Abbé La Rocque maintained cordial relations with his bishop, Ignace Bourget*. The latter had requested him to pronounce Bishop Lartigue’s funeral oration at the memorial service celebrated at the church of St James on 29 April 1841, and La Rocque had accompanied Bourget on his voyage to Rome in 1854, to be present at the proclamation of the dogma of the Immaculate Conception. But despite these relations, La Rocque kept his distance, for the bishop’s intransigent ultramontanism sometimes clashed with La Rocque’s sense of what was possible and his concern for pacifying by compromise. In 1857, when the Roman liturgy was adopted in the diocese of Montreal, La Rocque did not conceal from the bishop that he disagreed about the application of certain points of this liturgy. The bishop was obliged to admit the cogency of the reasons put forward by the parish priest of Saint-Jean, although holding firmly to his own line of conduct: “In one liturgy as in another,” he replied to La Rocque on 22 May 1857, “there are questions on which differences of opinion are permitted. . . . By consulting very skilful masters of ceremonies in Rome, I reached the conviction that all questions of liturgy were not yet clearly decided, at least for them. It must not appear surprising, therefore, that in a country like ours we should still find ourselves perplexed. Yet one must not remain in a state of indefiniteness, the worst state of all. But while settling many undecided cases, I conceived it my duty to leave to the discriminating conscience of good priests a way of avoiding needless worry.”

Charles La Rocque had been parish priest of Saint-Jean for 22 years when, on the resignation of the second bishop of Saint-Hyacinthe, his cousin Joseph La Rocque, he was persuaded to agree to succeed him. Out of affection for his parishioners, he decided to receive the episcopal consecration in the new church of Saint-Jean, the building of which had been the object of his attentions since 1857 and which had scarcely been completed. On 29 July 1866 he was consecrated by Bishop Charles-François Baillargeon*, administrator of the archdiocese of Quebec, who was assisted by Bishop Bourget and Joseph-Bruno Guigues, bishop of Ottawa. One of those present in the congregation was George-Étienne Cartier, who wanted to indicate by this gesture the friendship between himself and the new bishop.

EXTRACTED RECORDS:
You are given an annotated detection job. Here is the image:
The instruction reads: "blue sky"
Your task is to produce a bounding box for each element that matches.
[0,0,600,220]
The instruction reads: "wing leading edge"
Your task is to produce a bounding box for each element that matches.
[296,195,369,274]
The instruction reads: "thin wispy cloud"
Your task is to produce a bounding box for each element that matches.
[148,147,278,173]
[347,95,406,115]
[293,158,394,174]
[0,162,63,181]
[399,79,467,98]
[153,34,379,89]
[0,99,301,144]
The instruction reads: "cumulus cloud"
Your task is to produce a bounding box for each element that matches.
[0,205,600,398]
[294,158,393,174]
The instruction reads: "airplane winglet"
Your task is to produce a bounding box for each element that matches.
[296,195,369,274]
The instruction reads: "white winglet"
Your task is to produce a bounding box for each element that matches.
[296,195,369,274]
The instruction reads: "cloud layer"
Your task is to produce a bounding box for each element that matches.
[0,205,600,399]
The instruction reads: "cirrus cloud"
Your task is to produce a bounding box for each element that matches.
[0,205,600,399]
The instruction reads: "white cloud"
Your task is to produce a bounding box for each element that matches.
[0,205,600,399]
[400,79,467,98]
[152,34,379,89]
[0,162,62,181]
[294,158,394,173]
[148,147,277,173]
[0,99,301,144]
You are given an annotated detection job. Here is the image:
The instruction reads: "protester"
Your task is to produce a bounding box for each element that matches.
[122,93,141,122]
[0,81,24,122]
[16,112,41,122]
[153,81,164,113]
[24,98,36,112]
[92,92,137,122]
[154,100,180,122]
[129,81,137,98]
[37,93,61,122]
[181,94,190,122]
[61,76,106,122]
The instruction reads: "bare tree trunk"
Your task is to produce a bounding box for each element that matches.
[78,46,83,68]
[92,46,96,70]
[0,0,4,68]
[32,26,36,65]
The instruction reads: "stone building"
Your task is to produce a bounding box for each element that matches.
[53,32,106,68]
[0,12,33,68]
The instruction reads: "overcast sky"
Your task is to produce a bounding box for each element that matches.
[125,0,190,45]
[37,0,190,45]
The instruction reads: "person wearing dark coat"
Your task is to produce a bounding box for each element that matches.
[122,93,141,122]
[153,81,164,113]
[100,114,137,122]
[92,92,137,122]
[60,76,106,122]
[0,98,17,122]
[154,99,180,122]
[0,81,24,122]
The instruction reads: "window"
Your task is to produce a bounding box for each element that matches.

==

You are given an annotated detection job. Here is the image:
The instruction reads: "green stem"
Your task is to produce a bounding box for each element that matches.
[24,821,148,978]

==

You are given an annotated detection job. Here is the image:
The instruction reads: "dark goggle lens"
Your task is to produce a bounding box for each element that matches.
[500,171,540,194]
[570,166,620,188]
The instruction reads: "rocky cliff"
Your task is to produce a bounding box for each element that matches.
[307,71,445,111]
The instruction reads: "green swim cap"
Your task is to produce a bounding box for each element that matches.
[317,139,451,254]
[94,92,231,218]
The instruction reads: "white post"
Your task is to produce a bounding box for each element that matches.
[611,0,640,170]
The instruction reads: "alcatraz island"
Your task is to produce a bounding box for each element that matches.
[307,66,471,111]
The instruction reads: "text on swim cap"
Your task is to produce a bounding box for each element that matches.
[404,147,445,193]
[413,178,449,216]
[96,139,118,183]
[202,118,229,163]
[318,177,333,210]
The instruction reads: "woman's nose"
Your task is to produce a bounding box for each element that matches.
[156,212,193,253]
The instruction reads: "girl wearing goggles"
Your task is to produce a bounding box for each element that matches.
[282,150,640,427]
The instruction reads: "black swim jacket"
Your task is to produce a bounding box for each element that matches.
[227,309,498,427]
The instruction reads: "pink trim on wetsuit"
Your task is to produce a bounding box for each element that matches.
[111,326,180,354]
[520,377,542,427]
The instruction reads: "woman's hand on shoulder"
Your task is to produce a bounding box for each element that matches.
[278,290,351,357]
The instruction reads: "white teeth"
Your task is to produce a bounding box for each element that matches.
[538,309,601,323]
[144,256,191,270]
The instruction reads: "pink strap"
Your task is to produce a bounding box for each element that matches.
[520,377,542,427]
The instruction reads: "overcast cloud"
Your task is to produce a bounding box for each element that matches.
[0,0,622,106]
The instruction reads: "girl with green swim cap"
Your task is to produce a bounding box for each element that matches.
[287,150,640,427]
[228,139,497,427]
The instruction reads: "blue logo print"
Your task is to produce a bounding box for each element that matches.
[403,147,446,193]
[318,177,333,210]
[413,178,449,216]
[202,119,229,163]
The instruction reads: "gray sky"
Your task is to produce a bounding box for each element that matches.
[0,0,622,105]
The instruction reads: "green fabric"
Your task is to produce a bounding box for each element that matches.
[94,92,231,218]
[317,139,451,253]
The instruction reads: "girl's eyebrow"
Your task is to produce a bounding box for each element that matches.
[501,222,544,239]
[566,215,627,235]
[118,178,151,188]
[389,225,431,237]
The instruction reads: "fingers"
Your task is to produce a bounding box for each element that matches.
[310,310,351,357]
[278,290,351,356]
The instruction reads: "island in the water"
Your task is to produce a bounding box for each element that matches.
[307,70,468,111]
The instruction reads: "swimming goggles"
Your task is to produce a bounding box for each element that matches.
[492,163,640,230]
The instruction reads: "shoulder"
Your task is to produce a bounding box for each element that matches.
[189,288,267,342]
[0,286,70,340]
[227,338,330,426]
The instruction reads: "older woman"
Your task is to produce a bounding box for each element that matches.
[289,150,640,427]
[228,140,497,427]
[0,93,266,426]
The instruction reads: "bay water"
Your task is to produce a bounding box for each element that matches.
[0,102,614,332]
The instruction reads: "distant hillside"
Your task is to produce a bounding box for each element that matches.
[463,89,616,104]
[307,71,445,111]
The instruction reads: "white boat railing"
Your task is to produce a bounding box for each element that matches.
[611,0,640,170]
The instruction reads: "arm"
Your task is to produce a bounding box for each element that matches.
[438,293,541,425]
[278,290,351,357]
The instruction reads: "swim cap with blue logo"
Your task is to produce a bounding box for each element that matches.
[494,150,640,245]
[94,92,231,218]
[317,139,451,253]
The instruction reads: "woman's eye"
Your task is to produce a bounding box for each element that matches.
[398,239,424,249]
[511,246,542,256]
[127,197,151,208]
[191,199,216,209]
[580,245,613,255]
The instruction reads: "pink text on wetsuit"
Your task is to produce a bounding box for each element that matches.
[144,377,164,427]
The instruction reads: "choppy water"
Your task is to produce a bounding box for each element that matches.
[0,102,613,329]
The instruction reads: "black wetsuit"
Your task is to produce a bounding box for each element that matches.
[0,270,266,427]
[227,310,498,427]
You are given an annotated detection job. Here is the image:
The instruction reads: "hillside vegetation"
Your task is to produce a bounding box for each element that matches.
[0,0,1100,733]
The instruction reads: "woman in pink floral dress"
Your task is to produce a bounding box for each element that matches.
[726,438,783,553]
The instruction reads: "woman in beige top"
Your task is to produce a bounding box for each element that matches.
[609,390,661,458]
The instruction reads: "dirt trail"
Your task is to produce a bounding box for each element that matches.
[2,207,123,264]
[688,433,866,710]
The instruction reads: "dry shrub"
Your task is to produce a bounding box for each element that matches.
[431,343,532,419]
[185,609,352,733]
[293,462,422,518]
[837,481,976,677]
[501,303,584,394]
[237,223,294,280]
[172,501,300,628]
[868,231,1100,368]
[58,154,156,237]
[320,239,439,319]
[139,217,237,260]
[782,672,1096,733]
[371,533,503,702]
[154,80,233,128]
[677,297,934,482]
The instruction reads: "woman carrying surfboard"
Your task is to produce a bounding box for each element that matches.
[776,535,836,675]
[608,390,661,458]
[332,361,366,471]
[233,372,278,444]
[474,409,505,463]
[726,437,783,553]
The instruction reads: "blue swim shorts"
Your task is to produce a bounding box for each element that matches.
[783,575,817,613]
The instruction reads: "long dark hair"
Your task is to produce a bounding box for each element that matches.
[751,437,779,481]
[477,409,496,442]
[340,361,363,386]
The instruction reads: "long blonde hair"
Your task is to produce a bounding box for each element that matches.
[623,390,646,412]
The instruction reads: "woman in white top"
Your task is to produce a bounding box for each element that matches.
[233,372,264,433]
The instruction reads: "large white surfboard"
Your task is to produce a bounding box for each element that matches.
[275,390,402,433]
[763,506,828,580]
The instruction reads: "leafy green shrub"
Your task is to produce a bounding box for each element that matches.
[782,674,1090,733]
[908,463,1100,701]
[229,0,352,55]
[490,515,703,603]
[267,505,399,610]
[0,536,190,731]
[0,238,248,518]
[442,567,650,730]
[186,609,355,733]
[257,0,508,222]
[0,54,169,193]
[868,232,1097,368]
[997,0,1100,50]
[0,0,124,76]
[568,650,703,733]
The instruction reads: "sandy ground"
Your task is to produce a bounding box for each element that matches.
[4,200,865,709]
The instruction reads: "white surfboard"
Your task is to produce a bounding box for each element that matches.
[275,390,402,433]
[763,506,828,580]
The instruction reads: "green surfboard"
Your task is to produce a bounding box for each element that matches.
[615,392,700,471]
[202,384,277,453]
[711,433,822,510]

PROBLEMS TO WORK ON:
**a)** Answer these questions about the text on Charles La Rocque:
(i) On what date did Bourget reply to La Rocque about the liturgy?
(ii) For how many years had Charles La Rocque been parish priest of Saint-Jean when he agreed to succeed his cousin?
(iii) Who consecrated him on 29 July 1866?
**b)** Output verbatim the part of the text on Charles La Rocque between "Charles La Rocque had" and "the new bishop.", inclusive.

WORKED ANSWERS:
**a)**
(i) 22 May 1857
(ii) 22 years
(iii) Bishop Charles-François Baillargeon, administrator of the archdiocese of Quebec

**b)**
Charles La Rocque had been parish priest of Saint-Jean for 22 years when, on the resignation of the second bishop of Saint-Hyacinthe, his cousin Joseph La Rocque, he was persuaded to agree to succeed him. Out of affection for his parishioners, he decided to receive the episcopal consecration in the new church of Saint-Jean, the building of which had been the object of his attentions since 1857 and which had scarcely been completed. On 29 July 1866 he was consecrated by Bishop Charles-François Baillargeon*, administrator of the archdiocese of Quebec, who was assisted by Bishop Bourget and Joseph-Bruno Guigues, bishop of Ottawa. One of those present in the congregation was George-Étienne Cartier, who wanted to indicate by this gesture the friendship between himself and the new bishop.